Can you write out all of these rows again, substituting "nonzero winding rule" for every "even-odd rule" and leaving everything else unchanged?

╭─ Data in this exercise

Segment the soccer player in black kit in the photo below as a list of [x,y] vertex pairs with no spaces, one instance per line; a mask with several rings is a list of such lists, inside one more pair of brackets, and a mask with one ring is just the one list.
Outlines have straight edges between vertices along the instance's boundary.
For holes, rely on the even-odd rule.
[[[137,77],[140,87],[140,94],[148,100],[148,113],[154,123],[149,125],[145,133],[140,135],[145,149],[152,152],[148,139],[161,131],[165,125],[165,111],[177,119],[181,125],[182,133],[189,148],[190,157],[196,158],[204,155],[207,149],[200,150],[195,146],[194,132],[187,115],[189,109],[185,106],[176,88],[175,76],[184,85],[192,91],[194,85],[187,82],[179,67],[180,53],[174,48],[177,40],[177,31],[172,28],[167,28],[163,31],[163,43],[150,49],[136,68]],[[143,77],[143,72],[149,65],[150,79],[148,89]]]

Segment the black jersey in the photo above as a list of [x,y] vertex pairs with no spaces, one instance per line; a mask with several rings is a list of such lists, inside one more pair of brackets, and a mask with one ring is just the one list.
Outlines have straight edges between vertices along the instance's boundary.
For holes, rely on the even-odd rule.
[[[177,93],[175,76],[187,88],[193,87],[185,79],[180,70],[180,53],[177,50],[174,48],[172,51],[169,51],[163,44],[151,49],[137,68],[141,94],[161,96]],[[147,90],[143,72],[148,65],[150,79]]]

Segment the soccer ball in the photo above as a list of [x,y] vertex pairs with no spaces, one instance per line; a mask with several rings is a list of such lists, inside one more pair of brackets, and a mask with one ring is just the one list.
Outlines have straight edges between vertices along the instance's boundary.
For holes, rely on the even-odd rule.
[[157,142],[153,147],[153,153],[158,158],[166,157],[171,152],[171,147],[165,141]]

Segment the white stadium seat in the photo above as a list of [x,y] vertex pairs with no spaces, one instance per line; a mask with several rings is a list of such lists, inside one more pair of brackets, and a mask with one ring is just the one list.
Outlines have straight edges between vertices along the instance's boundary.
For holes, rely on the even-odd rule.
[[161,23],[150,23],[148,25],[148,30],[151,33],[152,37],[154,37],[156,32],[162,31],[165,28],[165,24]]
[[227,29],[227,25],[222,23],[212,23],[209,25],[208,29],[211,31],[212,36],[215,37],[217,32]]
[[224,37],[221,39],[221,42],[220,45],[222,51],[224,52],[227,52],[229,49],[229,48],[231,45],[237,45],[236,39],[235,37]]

╰─

- Written answer:
Segment the soccer player in black kit in the photo below as a list of [x,y] vertex pairs with no spaces, one instance per line; a mask with several rings is a list of such lists, inside one more pair of brackets, and a mask with one ring is just the one list.
Outlines have straight edges between vertices along the instance's boundary.
For holes, rely on the nonzero winding rule.
[[[137,77],[140,87],[140,94],[148,100],[148,113],[154,123],[149,125],[145,133],[140,135],[145,149],[152,152],[148,139],[161,131],[165,125],[165,111],[177,119],[181,125],[182,133],[189,148],[190,157],[196,158],[204,155],[207,149],[200,150],[195,146],[194,132],[187,115],[189,109],[185,106],[176,88],[175,76],[184,85],[192,91],[194,85],[187,82],[179,67],[180,53],[174,48],[177,40],[177,31],[172,28],[167,28],[163,31],[163,43],[150,49],[136,68]],[[143,77],[143,72],[149,65],[150,79],[148,89]]]

Segment the black jersey in the photo above as a list of [x,y] vertex pairs with no spaces, one instance per line; a mask with several rings is a list of such lists, inside one more pair of brackets, and a mask with one ring is just the one list.
Outlines have straight edges between vertices along the instance's boundary.
For holes, rely on the nonzero winding rule.
[[[177,93],[175,76],[187,88],[193,87],[185,79],[180,70],[180,53],[177,50],[174,48],[172,51],[169,51],[163,44],[151,49],[137,68],[141,94],[161,96]],[[147,90],[143,72],[148,65],[150,79]]]

Segment the soccer ball in the photo above as a list of [x,y] vertex pairs with no spaces, one instance per line; a mask with several rings is a list of such lists, inside one more pair of brackets, and a mask with one ring is just the one list.
Outlines have straight edges between vertices along the instance's boundary.
For holes, rely on the nonzero winding rule.
[[157,142],[153,147],[153,153],[158,158],[166,157],[171,152],[171,147],[165,141]]

Segment the white stadium seat in the photo above as a list of [x,y] vertex pairs with no spaces, one instance per line; a mask with several rings is a list of such lists, inside one more pair of brackets, and a mask with one ring is just the one list.
Outlines have straight edges between vertices along the instance's boundary.
For holes, rely on the nonzero winding rule.
[[161,23],[150,23],[148,25],[148,30],[151,33],[152,37],[154,37],[156,32],[162,31],[165,28],[165,24]]
[[227,29],[227,25],[222,23],[212,23],[209,25],[208,29],[211,31],[212,36],[215,37],[217,32]]
[[224,37],[221,39],[221,42],[220,45],[222,51],[224,52],[227,52],[229,49],[229,48],[231,45],[237,45],[236,39],[235,37]]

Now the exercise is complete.